RECORD LIST =
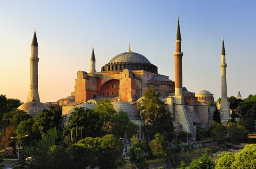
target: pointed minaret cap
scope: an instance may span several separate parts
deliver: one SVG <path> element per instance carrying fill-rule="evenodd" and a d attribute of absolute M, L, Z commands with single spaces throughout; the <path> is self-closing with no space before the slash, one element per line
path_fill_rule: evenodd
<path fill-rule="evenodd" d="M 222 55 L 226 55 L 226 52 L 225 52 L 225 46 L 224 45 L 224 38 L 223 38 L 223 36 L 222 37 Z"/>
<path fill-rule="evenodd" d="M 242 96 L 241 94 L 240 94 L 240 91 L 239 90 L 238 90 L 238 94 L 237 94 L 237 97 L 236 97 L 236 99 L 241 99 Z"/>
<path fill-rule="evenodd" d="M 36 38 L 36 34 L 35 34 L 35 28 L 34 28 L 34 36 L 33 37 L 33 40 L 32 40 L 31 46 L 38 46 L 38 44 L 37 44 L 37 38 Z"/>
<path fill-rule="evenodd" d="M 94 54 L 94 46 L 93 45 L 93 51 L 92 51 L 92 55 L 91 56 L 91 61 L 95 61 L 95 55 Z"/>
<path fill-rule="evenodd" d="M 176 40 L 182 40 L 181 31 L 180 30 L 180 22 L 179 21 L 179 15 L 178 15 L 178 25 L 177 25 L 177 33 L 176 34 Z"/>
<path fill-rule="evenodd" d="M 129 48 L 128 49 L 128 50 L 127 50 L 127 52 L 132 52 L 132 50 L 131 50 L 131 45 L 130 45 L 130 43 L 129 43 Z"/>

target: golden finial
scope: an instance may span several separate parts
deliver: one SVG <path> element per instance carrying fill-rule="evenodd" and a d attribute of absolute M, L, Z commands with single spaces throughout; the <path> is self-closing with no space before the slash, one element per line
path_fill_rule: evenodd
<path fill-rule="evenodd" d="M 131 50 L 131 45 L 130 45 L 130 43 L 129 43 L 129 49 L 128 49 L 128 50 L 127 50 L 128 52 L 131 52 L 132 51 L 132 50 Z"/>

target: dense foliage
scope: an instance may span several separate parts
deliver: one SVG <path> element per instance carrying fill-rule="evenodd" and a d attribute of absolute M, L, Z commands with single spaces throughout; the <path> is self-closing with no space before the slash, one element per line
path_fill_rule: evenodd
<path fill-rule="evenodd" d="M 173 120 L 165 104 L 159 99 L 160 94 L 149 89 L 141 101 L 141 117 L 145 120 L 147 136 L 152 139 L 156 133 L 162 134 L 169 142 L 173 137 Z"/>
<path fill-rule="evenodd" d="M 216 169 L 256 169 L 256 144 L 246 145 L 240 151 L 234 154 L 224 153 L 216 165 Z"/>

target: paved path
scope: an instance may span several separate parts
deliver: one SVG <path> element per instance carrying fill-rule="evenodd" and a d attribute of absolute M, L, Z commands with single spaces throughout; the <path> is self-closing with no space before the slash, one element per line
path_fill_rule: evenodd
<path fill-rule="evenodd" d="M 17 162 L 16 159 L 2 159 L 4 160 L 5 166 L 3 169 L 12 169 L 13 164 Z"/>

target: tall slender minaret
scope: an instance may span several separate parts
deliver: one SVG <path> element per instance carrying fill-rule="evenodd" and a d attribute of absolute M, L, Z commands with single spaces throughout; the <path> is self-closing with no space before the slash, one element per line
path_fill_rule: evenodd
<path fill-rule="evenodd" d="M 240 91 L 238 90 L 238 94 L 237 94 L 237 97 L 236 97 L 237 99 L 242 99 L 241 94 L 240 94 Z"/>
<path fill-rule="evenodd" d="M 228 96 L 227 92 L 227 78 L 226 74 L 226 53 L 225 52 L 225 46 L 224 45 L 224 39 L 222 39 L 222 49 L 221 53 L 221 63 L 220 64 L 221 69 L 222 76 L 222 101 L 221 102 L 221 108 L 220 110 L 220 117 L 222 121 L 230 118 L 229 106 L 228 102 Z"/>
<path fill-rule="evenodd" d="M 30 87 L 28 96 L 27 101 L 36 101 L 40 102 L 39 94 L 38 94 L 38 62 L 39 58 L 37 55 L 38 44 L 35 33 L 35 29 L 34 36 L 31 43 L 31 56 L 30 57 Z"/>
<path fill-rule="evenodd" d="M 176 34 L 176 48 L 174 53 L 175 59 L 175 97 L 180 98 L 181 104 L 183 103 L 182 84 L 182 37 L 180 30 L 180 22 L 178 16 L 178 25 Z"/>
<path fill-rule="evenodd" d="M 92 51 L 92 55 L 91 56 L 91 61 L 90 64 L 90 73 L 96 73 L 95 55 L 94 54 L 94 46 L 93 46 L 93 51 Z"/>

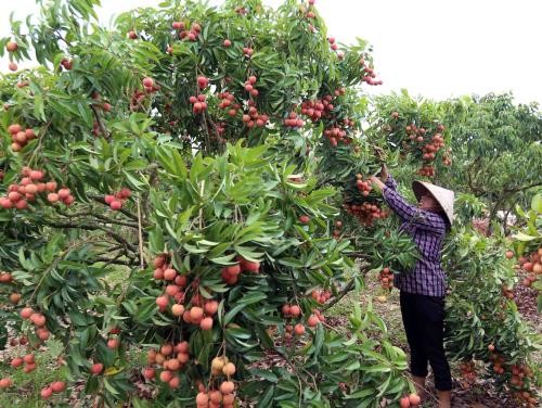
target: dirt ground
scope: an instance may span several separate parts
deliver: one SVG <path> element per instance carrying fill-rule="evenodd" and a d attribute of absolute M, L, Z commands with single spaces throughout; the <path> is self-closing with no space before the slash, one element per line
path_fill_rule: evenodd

DIRECTIVE = Present every line of the records above as a numbered list, omitting the blank lines and the pictures.

EXERCISE ANSWER =
1. target: pointed minaret cap
2. scope: an instance may span several separate parts
3. deliver: one SVG <path> element per instance carrying fill-rule="evenodd" and a d attribute of absolute M, L, Z commands with single spaces throughout; the <path> is self-closing with no space before the slash, one element per line
4. path_fill_rule: evenodd
5. <path fill-rule="evenodd" d="M 222 55 L 226 55 L 226 52 L 225 52 L 225 46 L 224 45 L 224 38 L 223 38 L 223 36 L 222 37 Z"/>
6. <path fill-rule="evenodd" d="M 242 96 L 241 94 L 240 94 L 240 91 L 239 90 L 238 90 L 238 94 L 237 94 L 237 97 L 236 97 L 236 99 L 241 99 Z"/>
7. <path fill-rule="evenodd" d="M 36 38 L 36 34 L 35 34 L 35 28 L 34 28 L 34 36 L 33 37 L 33 40 L 32 40 L 31 46 L 38 46 L 38 44 L 37 44 L 37 38 Z"/>
8. <path fill-rule="evenodd" d="M 94 54 L 94 46 L 93 45 L 93 51 L 92 51 L 92 55 L 91 56 L 91 61 L 95 61 L 95 55 Z"/>
9. <path fill-rule="evenodd" d="M 176 40 L 182 40 L 181 31 L 180 30 L 180 22 L 179 21 L 179 15 L 178 15 L 178 25 L 177 25 L 177 33 L 176 34 Z"/>
10. <path fill-rule="evenodd" d="M 129 48 L 128 49 L 128 50 L 127 50 L 127 52 L 132 52 L 132 50 L 131 50 L 131 45 L 130 45 L 130 43 L 129 43 Z"/>
11. target: golden finial
12. scope: an instance may span several separate parts
13. deliver: one SVG <path> element per instance carrying fill-rule="evenodd" and a d attribute of absolute M, L, Z commands with single spaces throughout; the <path> is self-closing with no space before the slash, one element per line
14. path_fill_rule: evenodd
15. <path fill-rule="evenodd" d="M 131 50 L 131 45 L 130 45 L 130 43 L 129 43 L 129 49 L 128 49 L 128 50 L 127 50 L 128 52 L 131 52 L 132 51 L 132 50 Z"/>
16. target: dense foliage
17. scope: an instance may span several separate parts
18. deliver: one SVG <path> element per instance carrying fill-rule="evenodd" and a d attribute of absolute M, L, Z commands with single spaces throughout; the <path> is self-closing with no space before the slash, one element per line
19. path_fill_rule: evenodd
20. <path fill-rule="evenodd" d="M 173 120 L 165 104 L 159 99 L 160 94 L 149 89 L 141 101 L 141 117 L 145 120 L 147 136 L 152 139 L 156 133 L 162 134 L 169 142 L 173 137 Z"/>
21. <path fill-rule="evenodd" d="M 216 169 L 256 169 L 256 144 L 246 145 L 240 151 L 234 154 L 224 153 L 216 165 Z"/>
22. target: paved path
23. scope: an instance may span several separate parts
24. deliver: one SVG <path> element per instance carrying fill-rule="evenodd" and a d attribute of absolute M, L, Z commands with single spaces throughout; the <path> is self-closing with no space before the slash, one element per line
25. path_fill_rule: evenodd
26. <path fill-rule="evenodd" d="M 17 162 L 16 159 L 2 159 L 4 160 L 5 166 L 3 169 L 12 169 L 13 164 Z"/>
27. target: tall slender minaret
28. scope: an instance may span several separate parts
29. deliver: one SVG <path> element per instance carrying fill-rule="evenodd" and a d attribute of absolute M, L, Z commands with single spaces throughout; the <path> is self-closing with no space before the slash, one element per line
30. path_fill_rule: evenodd
31. <path fill-rule="evenodd" d="M 240 91 L 238 90 L 238 94 L 237 94 L 237 97 L 236 97 L 237 99 L 242 99 L 241 94 L 240 94 Z"/>
32. <path fill-rule="evenodd" d="M 228 96 L 227 92 L 227 78 L 226 74 L 226 53 L 225 52 L 225 46 L 224 45 L 224 39 L 222 39 L 222 49 L 221 53 L 221 63 L 220 64 L 221 69 L 222 76 L 222 101 L 221 102 L 221 108 L 220 110 L 220 117 L 222 121 L 230 118 L 229 106 L 228 102 Z"/>
33. <path fill-rule="evenodd" d="M 30 87 L 28 96 L 27 101 L 36 101 L 40 102 L 39 94 L 38 94 L 38 62 L 39 58 L 37 55 L 38 44 L 35 33 L 35 29 L 34 36 L 31 43 L 31 56 L 30 57 Z"/>
34. <path fill-rule="evenodd" d="M 176 34 L 176 48 L 174 53 L 175 59 L 175 97 L 180 98 L 181 104 L 183 103 L 182 84 L 182 37 L 180 30 L 180 22 L 178 16 L 178 25 Z"/>
35. <path fill-rule="evenodd" d="M 92 51 L 92 55 L 91 56 L 91 61 L 90 64 L 90 73 L 96 73 L 95 55 L 94 54 L 94 46 L 93 46 L 93 51 Z"/>
36. target: dirt ground
37. scope: an instance may span several separate parts
38. deliver: one SVG <path> element per instance carrying fill-rule="evenodd" and a d attribute of absolute M, L, Z commands with single spaces throughout; the <path> is self-closing with no space before the slash, one element per line
39. path_fill_rule: evenodd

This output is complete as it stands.